Shape labeling data:
+++

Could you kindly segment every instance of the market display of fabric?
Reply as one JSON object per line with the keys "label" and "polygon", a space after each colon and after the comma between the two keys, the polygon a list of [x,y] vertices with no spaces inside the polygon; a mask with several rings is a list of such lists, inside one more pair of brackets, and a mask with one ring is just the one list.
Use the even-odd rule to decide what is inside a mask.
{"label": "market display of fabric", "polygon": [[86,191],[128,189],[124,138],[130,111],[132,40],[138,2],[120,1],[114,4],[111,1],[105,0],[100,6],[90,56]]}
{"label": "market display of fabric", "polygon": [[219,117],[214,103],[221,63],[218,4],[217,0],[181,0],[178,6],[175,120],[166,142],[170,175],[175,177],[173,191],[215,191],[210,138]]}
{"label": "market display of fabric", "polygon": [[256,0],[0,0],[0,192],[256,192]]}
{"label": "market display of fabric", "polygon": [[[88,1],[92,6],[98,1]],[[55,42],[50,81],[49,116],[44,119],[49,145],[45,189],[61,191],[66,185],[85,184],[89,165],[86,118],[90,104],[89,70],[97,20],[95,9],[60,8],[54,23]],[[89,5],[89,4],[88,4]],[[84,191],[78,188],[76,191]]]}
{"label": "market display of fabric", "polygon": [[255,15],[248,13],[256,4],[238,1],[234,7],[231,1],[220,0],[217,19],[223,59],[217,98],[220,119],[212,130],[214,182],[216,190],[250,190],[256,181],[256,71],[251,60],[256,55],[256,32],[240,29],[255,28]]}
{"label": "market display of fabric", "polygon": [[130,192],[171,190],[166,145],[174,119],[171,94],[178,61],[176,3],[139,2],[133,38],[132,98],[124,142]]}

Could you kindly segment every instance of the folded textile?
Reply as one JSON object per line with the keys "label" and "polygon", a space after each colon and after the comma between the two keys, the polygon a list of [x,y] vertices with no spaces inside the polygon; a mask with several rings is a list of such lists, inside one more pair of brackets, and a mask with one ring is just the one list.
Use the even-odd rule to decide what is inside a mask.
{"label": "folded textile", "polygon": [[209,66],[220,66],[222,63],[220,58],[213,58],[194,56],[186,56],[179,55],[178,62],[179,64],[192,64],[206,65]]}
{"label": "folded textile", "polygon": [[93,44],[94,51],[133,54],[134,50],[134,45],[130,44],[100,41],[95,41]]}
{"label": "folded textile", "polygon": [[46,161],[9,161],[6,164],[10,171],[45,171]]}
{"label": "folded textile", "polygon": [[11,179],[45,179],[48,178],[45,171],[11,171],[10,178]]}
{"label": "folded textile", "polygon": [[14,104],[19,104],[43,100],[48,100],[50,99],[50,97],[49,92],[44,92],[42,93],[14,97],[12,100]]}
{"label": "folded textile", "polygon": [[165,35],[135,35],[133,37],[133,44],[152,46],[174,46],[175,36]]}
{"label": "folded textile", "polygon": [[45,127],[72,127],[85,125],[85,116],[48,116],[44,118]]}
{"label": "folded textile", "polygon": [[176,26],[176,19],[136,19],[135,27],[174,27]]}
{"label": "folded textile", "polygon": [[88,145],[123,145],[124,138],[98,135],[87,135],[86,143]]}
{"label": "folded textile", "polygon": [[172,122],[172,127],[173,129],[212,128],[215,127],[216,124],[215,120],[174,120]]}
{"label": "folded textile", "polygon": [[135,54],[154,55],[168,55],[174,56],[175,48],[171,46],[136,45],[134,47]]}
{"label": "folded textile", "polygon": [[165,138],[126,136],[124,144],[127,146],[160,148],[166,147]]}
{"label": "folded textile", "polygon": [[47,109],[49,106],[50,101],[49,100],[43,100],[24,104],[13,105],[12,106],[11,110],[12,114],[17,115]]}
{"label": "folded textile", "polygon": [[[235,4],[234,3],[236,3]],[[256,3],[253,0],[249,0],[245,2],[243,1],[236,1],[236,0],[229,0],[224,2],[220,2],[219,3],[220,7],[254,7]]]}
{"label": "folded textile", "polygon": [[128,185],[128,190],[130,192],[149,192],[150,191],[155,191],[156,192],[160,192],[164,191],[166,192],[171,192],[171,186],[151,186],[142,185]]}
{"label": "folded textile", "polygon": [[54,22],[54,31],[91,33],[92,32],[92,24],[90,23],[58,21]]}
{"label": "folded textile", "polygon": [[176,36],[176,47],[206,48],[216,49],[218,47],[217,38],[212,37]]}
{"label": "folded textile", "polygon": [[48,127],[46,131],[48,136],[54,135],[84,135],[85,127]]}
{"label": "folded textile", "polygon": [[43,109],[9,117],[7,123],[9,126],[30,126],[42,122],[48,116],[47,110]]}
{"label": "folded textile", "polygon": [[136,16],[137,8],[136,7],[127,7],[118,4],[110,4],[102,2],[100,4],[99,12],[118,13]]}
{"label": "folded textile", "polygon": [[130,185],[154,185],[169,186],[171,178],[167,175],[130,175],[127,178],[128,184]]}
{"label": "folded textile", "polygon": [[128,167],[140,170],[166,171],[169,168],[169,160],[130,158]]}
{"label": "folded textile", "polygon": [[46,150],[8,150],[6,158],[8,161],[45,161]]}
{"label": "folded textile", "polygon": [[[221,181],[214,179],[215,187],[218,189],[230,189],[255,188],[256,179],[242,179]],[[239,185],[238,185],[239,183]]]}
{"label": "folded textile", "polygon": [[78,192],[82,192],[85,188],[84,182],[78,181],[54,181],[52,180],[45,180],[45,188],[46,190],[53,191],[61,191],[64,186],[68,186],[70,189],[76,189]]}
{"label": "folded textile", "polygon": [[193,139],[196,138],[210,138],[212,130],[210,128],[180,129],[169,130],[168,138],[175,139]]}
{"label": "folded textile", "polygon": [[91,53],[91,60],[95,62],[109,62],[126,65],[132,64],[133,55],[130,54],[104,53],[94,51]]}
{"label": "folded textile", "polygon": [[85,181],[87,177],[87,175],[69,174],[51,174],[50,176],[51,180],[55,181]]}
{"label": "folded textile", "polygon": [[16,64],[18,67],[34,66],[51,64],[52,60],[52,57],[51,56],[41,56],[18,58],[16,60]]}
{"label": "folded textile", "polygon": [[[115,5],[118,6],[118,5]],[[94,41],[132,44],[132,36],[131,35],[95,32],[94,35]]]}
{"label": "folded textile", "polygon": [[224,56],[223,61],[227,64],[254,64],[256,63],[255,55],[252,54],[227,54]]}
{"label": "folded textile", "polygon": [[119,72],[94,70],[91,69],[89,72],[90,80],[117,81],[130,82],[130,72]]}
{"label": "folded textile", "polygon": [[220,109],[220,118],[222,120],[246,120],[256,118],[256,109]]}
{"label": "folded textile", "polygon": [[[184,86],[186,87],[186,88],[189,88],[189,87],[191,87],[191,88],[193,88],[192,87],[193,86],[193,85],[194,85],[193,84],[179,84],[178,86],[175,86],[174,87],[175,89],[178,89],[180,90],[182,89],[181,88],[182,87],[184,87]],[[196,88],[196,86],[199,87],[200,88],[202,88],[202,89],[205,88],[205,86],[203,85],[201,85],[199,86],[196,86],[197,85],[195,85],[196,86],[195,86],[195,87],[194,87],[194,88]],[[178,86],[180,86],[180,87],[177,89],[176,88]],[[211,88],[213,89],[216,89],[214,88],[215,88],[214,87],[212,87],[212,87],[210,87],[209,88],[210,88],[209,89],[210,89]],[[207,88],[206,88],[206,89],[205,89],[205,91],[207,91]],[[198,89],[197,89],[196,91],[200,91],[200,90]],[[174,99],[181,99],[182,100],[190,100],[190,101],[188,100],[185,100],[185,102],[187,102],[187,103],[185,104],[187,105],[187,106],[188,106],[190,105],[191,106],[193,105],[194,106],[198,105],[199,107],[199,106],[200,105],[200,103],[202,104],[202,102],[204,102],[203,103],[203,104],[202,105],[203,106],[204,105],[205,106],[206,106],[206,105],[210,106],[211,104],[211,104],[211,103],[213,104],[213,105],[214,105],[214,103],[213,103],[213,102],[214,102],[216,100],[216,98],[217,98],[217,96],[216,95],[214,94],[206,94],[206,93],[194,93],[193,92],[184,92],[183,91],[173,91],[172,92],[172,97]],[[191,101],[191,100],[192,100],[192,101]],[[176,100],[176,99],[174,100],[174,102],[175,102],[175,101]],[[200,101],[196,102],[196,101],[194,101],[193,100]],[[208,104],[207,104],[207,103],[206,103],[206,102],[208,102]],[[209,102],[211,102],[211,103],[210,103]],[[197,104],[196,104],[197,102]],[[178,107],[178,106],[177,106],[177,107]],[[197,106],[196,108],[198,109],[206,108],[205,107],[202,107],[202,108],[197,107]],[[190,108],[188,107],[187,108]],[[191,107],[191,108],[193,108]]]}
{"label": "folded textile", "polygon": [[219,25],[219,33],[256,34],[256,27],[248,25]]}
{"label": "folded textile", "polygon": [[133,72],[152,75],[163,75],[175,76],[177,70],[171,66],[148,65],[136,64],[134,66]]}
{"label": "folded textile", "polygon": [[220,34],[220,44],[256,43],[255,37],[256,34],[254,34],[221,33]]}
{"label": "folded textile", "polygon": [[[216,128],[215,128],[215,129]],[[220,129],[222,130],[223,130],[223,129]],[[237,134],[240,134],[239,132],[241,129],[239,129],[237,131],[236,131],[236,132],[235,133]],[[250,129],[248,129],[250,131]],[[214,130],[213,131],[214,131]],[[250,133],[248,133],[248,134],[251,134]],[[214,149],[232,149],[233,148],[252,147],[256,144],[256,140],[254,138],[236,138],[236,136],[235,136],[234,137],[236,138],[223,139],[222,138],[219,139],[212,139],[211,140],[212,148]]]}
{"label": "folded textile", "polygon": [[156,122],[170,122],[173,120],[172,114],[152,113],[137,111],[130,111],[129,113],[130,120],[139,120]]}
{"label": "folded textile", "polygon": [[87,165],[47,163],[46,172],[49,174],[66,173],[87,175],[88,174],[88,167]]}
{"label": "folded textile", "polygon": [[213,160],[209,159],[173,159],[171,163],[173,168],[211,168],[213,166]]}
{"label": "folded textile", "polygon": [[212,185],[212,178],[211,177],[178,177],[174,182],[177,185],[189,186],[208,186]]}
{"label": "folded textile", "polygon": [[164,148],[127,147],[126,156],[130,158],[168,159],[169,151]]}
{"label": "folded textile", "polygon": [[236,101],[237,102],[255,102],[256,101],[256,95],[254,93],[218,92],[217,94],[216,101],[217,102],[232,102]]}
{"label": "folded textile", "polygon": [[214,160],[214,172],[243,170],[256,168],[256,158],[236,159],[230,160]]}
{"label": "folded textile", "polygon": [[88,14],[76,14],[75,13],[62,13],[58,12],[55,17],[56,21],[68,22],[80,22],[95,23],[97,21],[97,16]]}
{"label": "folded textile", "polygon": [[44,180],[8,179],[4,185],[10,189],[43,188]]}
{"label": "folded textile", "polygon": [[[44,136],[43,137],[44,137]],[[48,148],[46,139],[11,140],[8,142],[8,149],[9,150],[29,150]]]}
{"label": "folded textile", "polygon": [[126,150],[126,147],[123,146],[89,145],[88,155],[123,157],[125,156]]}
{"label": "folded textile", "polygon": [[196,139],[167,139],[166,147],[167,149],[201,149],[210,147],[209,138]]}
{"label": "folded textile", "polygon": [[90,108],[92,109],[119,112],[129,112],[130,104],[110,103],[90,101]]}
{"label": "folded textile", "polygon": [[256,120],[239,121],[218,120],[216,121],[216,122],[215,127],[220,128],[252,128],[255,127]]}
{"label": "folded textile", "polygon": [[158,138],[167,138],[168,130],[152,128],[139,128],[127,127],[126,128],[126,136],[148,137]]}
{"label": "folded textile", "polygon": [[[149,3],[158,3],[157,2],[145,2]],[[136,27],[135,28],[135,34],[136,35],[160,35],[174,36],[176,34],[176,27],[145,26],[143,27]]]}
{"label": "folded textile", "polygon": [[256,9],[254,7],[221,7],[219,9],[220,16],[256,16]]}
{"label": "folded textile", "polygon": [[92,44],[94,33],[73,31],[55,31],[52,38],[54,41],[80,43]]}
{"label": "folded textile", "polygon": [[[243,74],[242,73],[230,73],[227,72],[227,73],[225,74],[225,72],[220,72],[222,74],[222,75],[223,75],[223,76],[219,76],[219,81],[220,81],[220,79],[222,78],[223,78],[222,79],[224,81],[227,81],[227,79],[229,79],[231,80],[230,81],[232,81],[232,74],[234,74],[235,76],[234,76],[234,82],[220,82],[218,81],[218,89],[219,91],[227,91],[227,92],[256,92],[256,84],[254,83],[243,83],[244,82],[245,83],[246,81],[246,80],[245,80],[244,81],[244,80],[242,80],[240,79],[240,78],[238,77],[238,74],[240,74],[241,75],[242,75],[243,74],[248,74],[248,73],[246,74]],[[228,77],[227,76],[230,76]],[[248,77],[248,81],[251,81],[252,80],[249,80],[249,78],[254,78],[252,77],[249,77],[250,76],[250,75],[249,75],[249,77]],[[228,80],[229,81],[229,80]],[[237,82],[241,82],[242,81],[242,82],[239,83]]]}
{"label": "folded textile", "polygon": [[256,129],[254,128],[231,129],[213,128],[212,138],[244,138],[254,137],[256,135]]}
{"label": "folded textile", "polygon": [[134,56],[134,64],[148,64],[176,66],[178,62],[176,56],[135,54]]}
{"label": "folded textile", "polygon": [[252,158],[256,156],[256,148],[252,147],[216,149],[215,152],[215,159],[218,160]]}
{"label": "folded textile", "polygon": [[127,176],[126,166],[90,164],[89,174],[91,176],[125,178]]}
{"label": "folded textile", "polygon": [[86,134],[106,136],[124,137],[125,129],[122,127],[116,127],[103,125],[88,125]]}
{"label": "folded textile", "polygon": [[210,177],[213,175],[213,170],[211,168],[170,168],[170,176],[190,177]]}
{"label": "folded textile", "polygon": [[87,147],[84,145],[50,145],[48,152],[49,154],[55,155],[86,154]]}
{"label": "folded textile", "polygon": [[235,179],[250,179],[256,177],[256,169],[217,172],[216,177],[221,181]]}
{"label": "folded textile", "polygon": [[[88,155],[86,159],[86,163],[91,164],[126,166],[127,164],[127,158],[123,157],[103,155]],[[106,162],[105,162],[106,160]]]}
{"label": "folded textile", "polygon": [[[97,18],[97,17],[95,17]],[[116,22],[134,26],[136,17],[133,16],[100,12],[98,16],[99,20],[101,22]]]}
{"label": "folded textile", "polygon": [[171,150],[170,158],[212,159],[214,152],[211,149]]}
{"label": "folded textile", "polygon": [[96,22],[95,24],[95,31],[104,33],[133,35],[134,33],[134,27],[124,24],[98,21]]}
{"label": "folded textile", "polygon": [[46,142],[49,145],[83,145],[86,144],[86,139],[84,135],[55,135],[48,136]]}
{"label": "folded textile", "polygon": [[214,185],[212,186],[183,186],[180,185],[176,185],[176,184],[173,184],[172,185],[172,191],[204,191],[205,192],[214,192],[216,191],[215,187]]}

+++

What is needed: Locate each line in the data above that contains the word "every", and copy those lines in their original order.

Finished answer:
Could you kindly segment every instance of the market display of fabric?
Could you kindly segment every instance of the folded textile?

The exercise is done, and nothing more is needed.